-- BEGIN Excerpted text --

Integration test: To test if multiple systems work together as expected.

For the integration test we

Mock the Coinbase API call using the mocker functionality of the pytest-mock library. We use fixture data at test/fixtures/sample_raw_exchange_data.csv as a result of an API call. This is to enable deterministic testing.
Assert that the data we store in the warehouse is the same as we expected.
Finally the teardown_method truncates the local warehouse table. This is automatically called by pytest after the test_covid_stats_etl_run test function is run.

class TestBitcoinMonitor:
    def teardown_method(self, test_covid_stats_etl_run):
        with WarehouseConnection(
            **get_warehouse_creds()
        ).managed_cursor() as curr:
            curr.execute("TRUNCATE TABLE bitcoin.exchange;")

    def get_exchange_data(self):
        with WarehouseConnection(**get_warehouse_creds()).managed_cursor(
            cursor_factory=psycopg2.extras.DictCursor
        ) as curr:
            curr.execute(
                '''SELECT id,
                        name,
                        rank,
                        percenttotalvolume,
                        volumeusd,
                        tradingpairs,
                        socket,
                        exchangeurl,
                        updated_unix_millis,
                        updated_utc
                        FROM bitcoin.exchange;'''
            )
            table_data = [dict(r) for r in curr.fetchall()]
        return table_data

    def test_covid_stats_etl_run(self, mocker):
        mocker.patch(
            'bitcoinmonitor.exchange_data_etl.get_exchange_data',
            return_value=[
                r
                for r in csv.DictReader(
                    open('test/fixtures/sample_raw_exchange_data.csv')

-- END Excerpted text --
-- BEGIN Information shown --

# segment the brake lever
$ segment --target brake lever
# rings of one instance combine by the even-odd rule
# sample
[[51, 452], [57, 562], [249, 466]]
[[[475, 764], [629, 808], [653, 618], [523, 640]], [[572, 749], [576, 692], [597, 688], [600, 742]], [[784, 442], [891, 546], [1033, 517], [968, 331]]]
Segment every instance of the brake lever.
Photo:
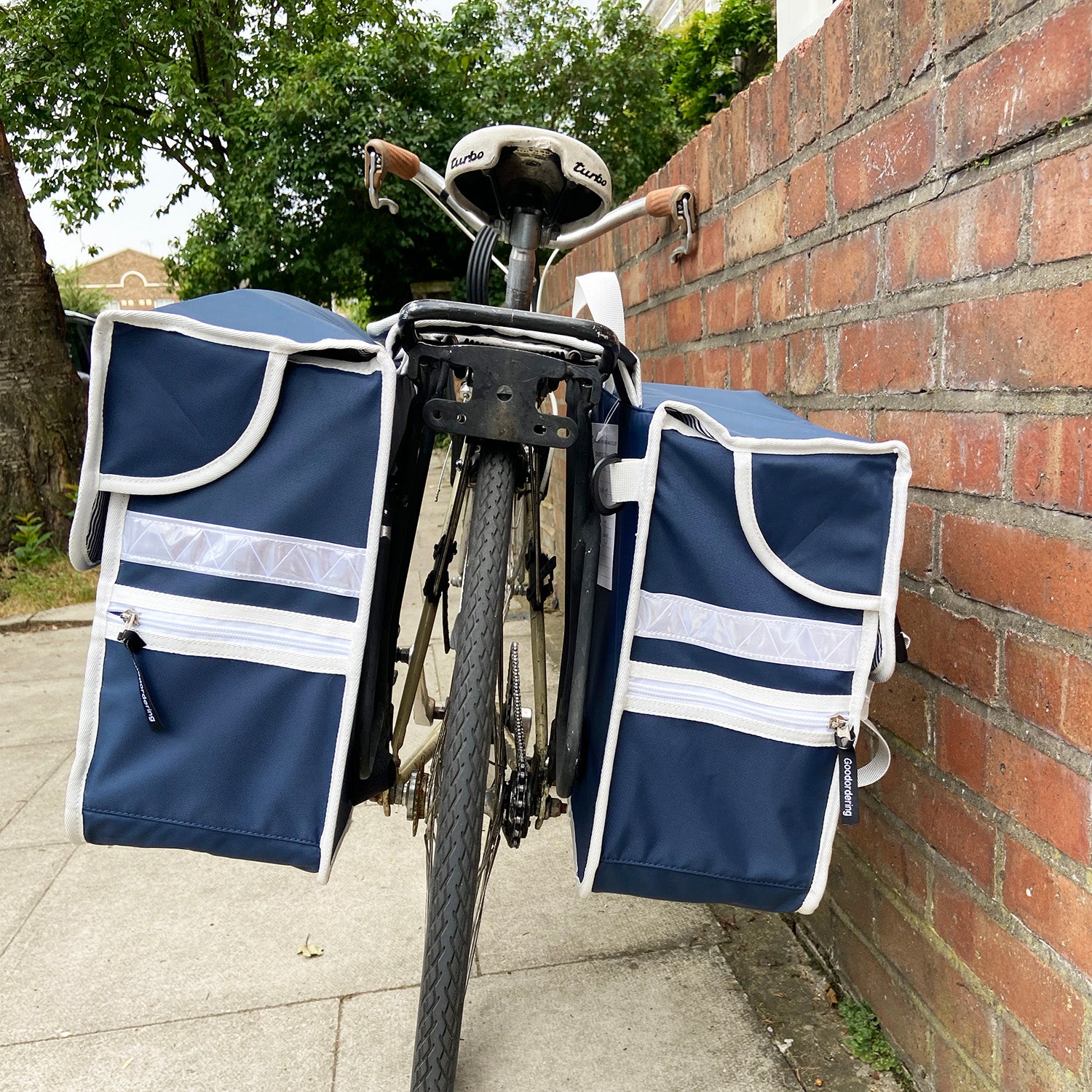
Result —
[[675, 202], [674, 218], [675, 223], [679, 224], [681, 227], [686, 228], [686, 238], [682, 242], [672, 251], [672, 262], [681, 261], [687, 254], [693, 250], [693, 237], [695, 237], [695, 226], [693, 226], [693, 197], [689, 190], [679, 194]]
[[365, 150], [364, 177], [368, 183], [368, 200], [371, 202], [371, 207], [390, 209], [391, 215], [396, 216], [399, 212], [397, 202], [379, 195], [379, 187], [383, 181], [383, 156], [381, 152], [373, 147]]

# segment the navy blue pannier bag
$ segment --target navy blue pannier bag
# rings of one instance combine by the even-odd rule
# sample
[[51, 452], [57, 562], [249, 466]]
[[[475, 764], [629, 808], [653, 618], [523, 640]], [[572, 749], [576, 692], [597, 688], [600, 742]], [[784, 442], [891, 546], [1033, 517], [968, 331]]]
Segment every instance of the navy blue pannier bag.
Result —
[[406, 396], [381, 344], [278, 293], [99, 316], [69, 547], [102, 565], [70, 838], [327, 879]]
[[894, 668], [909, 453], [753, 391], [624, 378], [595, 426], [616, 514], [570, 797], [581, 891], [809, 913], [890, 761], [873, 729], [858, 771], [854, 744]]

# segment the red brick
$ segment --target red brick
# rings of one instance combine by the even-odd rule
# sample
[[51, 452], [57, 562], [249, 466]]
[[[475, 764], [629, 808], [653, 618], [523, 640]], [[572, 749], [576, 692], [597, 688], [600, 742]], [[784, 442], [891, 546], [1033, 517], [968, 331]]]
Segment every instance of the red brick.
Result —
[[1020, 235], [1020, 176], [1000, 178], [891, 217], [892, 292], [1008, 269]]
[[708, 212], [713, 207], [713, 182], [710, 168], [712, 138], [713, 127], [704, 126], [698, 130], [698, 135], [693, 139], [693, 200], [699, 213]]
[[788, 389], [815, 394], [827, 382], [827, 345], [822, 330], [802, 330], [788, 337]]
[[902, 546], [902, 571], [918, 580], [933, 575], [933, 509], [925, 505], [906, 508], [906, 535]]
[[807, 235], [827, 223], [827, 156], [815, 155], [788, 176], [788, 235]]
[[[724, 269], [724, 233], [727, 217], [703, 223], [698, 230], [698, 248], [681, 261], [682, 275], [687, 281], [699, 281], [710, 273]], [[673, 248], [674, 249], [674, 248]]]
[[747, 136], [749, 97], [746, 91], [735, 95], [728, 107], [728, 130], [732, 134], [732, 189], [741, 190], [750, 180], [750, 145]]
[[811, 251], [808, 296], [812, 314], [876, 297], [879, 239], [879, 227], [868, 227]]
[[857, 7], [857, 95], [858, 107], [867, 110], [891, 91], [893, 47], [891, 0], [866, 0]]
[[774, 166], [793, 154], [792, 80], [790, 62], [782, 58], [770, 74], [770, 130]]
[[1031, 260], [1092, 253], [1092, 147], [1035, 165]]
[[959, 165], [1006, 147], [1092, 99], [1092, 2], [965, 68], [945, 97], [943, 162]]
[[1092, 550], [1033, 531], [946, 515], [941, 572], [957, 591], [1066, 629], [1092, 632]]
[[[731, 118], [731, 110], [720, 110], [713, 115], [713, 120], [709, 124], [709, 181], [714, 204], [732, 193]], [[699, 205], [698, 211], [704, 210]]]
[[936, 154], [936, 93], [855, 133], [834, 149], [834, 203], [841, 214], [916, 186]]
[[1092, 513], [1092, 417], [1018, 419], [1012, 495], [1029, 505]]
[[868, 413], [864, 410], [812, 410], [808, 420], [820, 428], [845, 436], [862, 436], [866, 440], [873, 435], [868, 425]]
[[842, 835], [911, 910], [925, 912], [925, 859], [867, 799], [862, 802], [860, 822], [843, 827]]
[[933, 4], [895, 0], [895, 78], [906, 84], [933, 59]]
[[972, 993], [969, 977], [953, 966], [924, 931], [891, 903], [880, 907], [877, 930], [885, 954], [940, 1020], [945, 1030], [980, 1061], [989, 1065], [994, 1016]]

-- END Information shown --

__Directions__:
A: Quote the integration test text word for word, everything from "Finally the teardown_method" down to "function is run.".
B: According to the integration test text, which library's mocker functionality is used to mock the Coinbase API call?
Rely only on the integration test text when responding, not on the records.

__The solutions__:
A:
Finally the teardown_method truncates the local warehouse table. This is automatically called by pytest after the test_covid_stats_etl_run test function is run.

B: The pytest-mock library.